Stored data
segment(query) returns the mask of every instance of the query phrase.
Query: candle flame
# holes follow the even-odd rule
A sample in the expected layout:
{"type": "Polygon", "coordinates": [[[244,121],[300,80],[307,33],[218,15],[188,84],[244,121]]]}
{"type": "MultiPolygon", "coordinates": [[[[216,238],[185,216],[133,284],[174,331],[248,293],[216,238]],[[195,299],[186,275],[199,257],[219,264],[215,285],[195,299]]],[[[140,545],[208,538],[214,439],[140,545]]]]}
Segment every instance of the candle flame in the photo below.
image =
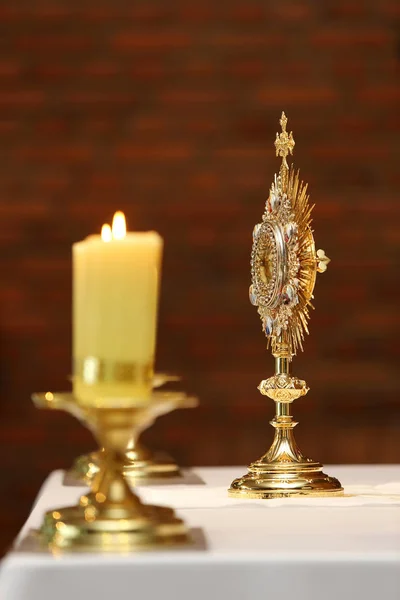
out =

PROBLEM DESCRIPTION
A picture must not appear in the copy. Transcribe exactly the lines from the one with "A sample in" through the final line of the entries, both included, and no more.

RESPONSE AREA
A sample in the expected layout:
{"type": "Polygon", "coordinates": [[[244,121],[300,80],[307,33],[218,15],[188,84],[244,121]]]}
{"type": "MultiPolygon", "coordinates": [[[[216,238],[185,216],[133,284],[174,331],[248,293],[216,238]],[[195,299],[186,275],[199,257],[219,264],[215,285],[195,299]]],[[[140,545],[208,538],[214,439],[140,545]]]]}
Segment every instance of the candle flame in the photo below.
image =
out =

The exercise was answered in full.